** Given records **

◇ ◇ ◇ ◇

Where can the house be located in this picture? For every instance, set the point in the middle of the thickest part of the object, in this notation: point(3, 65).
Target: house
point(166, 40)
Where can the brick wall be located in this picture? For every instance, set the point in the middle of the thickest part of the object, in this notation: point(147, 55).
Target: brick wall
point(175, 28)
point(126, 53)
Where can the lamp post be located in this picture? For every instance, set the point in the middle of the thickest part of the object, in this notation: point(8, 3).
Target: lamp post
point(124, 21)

◇ ◇ ◇ ◇

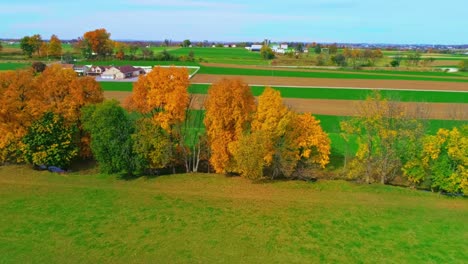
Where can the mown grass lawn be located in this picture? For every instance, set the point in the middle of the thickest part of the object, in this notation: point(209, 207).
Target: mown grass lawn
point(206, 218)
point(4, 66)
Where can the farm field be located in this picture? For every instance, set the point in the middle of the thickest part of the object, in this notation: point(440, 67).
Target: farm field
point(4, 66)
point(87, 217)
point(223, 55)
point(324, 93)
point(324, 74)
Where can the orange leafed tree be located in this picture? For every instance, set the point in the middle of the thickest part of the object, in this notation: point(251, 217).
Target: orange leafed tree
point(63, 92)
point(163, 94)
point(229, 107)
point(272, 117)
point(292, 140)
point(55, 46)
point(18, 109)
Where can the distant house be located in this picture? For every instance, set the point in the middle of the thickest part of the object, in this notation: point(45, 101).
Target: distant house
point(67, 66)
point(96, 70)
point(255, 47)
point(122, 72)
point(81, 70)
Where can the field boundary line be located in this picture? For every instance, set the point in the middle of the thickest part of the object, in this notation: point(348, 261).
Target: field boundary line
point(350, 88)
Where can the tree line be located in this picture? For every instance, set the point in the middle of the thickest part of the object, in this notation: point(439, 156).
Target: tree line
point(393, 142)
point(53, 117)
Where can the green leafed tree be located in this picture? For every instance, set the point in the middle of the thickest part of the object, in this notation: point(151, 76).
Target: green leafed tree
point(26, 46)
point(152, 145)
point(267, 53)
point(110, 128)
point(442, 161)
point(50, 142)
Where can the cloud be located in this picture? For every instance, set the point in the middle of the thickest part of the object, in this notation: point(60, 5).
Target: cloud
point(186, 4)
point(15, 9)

◇ ◇ ◇ ◇

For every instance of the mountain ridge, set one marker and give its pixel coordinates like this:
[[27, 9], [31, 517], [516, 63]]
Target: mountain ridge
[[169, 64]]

◇ ◇ ◇ ◇

** Exercise goal **
Please reproduce the lines from the line with "Where can the field" to the line with "Where can the green", both ends included, exactly as they appear above.

** Output below **
Where can the field boundary line be located in this picture? For every instance, set the point in the middle of the thickest part of the object, in this notation: point(348, 261).
Target: field boundary line
point(350, 88)
Where can the tree line be located in this picture? For every instance, set the point in the middle of the thickest part of the object, in this notation: point(439, 156).
Target: tree line
point(393, 142)
point(53, 117)
Where can the green leafed tree be located in this picture? For every instance, set the point in the middle of the thickest part of the object, in this notation: point(151, 76).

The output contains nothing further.